• [What is being asked]
In the data below, find the line that contains "Mark the man's" and the line that contains "Target: spectator in background". Copy both, plus every line between them, exactly.

====== Raw data

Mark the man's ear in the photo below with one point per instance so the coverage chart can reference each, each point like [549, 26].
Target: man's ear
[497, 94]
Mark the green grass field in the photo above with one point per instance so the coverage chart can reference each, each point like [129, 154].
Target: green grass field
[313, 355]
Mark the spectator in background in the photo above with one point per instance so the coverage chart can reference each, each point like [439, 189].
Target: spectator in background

============
====== Raw data

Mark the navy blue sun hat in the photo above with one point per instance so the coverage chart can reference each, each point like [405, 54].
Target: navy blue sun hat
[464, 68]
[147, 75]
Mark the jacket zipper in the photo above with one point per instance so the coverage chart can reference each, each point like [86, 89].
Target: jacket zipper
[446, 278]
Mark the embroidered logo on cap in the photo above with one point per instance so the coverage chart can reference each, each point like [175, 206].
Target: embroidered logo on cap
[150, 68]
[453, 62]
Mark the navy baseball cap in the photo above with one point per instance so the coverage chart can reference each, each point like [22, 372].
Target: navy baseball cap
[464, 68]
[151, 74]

============
====== Raw data

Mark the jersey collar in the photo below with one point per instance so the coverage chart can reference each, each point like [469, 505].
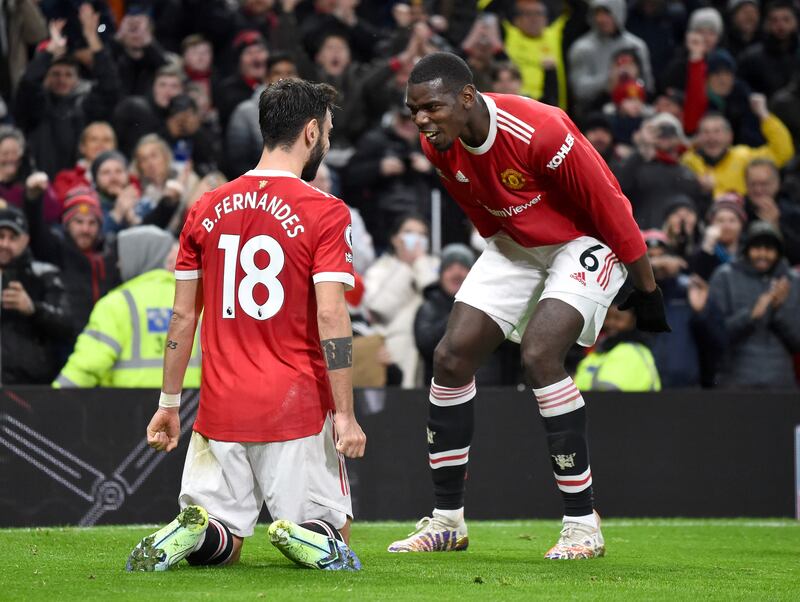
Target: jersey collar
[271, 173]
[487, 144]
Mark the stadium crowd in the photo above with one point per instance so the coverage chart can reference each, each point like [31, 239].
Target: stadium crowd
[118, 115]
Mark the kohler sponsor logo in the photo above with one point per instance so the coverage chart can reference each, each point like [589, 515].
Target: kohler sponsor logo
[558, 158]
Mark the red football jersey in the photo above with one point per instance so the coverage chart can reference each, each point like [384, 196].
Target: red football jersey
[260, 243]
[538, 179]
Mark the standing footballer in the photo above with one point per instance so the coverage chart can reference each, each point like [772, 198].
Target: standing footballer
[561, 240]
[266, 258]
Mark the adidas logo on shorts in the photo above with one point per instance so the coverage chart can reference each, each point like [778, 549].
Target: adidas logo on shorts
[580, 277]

============

• [Exercise result]
Mark the man's ear in the photo below with one point per instance so the coverage chart can reference each, each point like [549, 26].
Target: man's ear
[497, 94]
Mark the green grass field in the photo above with one point per instance so the coverage chart can reference each, each point like [129, 154].
Target: green grass field
[313, 355]
Mark the spectator in background in the photo above with one point per instance so the coverage chart can reference each, each point like [439, 189].
Target: spectator in background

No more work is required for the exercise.